Work to complete: Rescale only the records from the line containing "Look at the photograph above. For each instance of the grassy" through the end of the records, inclusive, repeating every line with its request. In the answers, multiply each x and y coordinate by 1.45 and round to whole numbers, with halves rounded up.

Entries supplied:
╔══

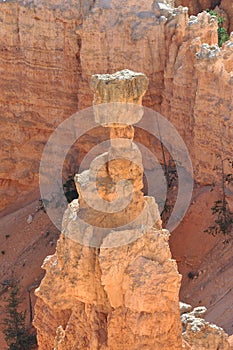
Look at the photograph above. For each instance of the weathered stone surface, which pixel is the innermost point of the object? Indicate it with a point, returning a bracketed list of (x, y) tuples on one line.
[(201, 335), (162, 43), (122, 292)]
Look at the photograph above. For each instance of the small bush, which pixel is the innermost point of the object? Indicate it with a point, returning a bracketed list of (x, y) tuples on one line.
[(222, 32)]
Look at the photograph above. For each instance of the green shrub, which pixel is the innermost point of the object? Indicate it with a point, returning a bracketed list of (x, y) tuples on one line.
[(222, 32)]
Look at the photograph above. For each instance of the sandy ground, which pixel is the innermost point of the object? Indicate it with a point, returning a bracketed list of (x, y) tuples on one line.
[(24, 247)]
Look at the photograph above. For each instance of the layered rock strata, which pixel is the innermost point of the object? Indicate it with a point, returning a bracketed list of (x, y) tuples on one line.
[(62, 45), (111, 283)]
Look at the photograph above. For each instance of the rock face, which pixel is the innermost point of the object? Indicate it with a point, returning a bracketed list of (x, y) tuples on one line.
[(113, 289), (62, 45), (201, 335)]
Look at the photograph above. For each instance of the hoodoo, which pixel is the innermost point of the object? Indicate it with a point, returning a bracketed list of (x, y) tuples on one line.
[(112, 283)]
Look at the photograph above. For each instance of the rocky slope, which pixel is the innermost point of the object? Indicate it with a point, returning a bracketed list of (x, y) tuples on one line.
[(116, 289), (48, 51), (63, 45)]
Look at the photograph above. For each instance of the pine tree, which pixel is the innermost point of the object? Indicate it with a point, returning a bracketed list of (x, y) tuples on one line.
[(16, 334)]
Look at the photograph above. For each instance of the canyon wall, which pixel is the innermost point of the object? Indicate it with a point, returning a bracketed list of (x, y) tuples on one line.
[(49, 52), (112, 288)]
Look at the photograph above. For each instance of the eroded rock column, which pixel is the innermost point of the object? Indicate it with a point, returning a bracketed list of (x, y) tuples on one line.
[(111, 283)]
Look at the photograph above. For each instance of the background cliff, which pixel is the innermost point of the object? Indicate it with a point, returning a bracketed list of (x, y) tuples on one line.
[(48, 51)]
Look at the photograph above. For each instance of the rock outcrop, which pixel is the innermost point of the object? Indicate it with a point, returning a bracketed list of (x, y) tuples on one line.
[(113, 289), (199, 334), (78, 41)]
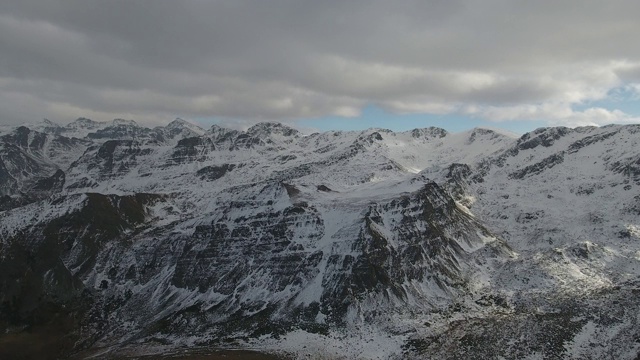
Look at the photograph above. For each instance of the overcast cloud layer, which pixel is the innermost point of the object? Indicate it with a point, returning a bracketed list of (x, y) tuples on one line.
[(283, 60)]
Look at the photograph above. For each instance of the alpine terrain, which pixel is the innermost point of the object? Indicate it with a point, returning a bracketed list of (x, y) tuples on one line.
[(119, 240)]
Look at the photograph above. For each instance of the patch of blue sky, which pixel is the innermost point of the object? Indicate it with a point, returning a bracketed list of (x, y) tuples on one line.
[(624, 98), (375, 117)]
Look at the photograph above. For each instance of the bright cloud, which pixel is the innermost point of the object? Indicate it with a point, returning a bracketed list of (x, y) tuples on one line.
[(499, 60)]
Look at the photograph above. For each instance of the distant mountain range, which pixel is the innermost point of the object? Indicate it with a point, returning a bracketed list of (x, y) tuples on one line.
[(369, 244)]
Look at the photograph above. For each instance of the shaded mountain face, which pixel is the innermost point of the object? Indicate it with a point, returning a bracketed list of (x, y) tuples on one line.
[(374, 243)]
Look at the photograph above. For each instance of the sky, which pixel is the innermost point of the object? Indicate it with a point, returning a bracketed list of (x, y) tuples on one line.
[(402, 64)]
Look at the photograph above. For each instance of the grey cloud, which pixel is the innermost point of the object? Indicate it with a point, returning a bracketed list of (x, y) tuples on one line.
[(287, 59)]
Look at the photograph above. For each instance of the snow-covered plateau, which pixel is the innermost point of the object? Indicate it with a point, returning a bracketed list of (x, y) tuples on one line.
[(340, 245)]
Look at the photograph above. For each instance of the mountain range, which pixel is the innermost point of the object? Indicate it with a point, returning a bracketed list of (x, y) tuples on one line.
[(128, 240)]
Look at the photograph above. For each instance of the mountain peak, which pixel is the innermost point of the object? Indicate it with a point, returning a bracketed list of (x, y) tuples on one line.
[(271, 128), (117, 122), (84, 123)]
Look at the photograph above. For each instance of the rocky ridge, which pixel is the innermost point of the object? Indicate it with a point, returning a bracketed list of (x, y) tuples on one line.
[(377, 244)]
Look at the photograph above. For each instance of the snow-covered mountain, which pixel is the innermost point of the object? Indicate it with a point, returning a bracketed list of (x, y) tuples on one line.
[(369, 244)]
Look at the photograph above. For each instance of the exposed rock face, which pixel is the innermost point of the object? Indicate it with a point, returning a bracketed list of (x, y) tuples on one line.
[(426, 243)]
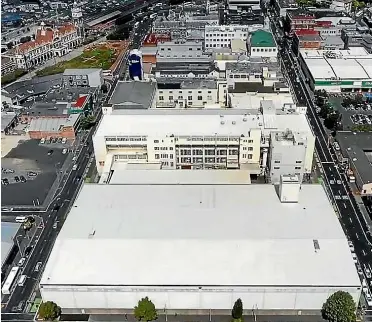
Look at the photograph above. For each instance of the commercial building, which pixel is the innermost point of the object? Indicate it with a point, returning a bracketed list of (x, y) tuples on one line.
[(195, 139), (7, 66), (87, 77), (287, 154), (62, 127), (342, 5), (186, 93), (48, 43), (338, 70), (290, 249), (131, 95), (356, 156), (222, 36), (261, 43)]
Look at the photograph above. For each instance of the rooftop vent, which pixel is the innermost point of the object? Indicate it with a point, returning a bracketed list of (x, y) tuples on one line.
[(316, 245)]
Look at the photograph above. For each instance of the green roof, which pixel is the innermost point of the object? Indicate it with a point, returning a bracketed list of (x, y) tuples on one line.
[(261, 38)]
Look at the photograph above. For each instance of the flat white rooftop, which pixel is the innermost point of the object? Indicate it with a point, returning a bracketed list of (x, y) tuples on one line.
[(197, 124), (122, 176), (221, 235)]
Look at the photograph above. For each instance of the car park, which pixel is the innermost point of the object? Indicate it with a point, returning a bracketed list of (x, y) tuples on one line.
[(8, 171), (22, 261), (38, 266)]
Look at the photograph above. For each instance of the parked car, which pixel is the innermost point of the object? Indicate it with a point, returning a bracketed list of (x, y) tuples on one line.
[(31, 174), (22, 261), (7, 170), (38, 266)]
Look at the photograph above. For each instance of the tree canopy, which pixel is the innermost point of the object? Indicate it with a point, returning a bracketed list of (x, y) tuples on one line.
[(237, 311), (49, 311), (145, 310), (339, 307)]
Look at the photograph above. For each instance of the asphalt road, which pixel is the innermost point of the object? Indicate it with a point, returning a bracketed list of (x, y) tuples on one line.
[(349, 214), (44, 242)]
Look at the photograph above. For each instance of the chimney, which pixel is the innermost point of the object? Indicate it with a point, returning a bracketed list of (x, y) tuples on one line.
[(289, 188)]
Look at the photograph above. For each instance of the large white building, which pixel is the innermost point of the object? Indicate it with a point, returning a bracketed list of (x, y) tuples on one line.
[(221, 36), (195, 139), (199, 247)]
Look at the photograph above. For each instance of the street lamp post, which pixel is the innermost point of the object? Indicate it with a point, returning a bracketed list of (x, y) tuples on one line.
[(19, 245)]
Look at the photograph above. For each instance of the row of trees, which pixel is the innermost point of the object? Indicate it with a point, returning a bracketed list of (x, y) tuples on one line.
[(332, 118), (339, 307)]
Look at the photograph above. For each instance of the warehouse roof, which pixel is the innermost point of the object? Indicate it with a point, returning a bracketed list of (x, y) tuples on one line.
[(198, 227), (53, 124), (125, 176), (195, 123)]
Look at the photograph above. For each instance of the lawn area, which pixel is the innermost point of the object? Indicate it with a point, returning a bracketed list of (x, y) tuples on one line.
[(35, 305), (93, 58)]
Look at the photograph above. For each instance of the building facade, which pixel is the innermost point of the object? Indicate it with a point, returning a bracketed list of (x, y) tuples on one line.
[(48, 43), (186, 93), (197, 139)]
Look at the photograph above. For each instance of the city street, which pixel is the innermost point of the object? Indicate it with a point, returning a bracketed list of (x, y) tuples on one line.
[(350, 216), (43, 243)]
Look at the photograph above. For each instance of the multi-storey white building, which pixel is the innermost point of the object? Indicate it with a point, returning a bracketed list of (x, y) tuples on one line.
[(48, 43), (186, 93), (194, 139), (221, 36)]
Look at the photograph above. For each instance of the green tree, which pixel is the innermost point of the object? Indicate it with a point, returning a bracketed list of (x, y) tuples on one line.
[(339, 307), (237, 311), (49, 311), (145, 310)]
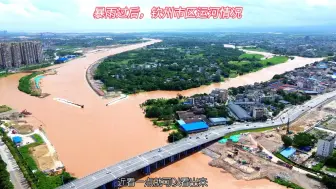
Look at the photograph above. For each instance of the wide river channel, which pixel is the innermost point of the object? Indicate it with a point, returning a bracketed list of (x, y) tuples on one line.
[(97, 136)]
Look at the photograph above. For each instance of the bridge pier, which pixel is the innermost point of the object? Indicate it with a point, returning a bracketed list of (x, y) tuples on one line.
[(171, 158), (147, 170), (103, 186), (114, 184)]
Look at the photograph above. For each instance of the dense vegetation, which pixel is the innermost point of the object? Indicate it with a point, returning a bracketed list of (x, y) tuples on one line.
[(294, 98), (172, 65), (25, 83), (304, 139), (5, 182), (177, 64), (37, 180), (34, 67)]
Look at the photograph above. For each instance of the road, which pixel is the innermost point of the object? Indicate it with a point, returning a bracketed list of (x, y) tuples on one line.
[(123, 168), (16, 175)]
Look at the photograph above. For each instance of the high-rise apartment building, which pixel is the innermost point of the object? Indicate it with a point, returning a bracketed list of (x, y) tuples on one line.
[(16, 54)]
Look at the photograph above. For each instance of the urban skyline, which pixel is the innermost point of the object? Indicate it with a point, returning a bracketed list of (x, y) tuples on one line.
[(16, 54)]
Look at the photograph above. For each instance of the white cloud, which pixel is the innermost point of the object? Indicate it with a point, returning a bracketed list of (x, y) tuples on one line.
[(319, 2), (23, 10), (62, 14)]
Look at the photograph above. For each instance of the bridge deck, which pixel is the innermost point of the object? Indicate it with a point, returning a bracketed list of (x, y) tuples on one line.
[(125, 167)]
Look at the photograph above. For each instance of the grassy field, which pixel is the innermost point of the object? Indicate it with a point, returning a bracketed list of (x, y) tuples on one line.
[(4, 74), (24, 150), (248, 131), (4, 108), (275, 60), (38, 139), (331, 169), (287, 183), (255, 49), (250, 56)]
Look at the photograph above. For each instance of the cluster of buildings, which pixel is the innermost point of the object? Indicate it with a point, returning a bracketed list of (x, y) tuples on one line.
[(326, 145), (195, 120), (16, 54), (64, 59), (314, 79)]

╚══

The response:
Look at the photograph above. For each instance of the grassy field, which pixel is the innermost point of the object? Indicate it with a point, returning a bracketed list of (x, y) tuples on one line.
[(6, 107), (35, 218), (360, 190), (6, 157), (399, 87), (55, 202), (480, 245), (416, 265), (370, 71), (363, 81)]
Look at the photograph above. For each instance of the cluster of buildings, which pixel is the innermost point of the object? Indicate it with a point, returning a bracketed list of (x, y) tuples on one line.
[(473, 210), (283, 174), (23, 78), (93, 86), (455, 115)]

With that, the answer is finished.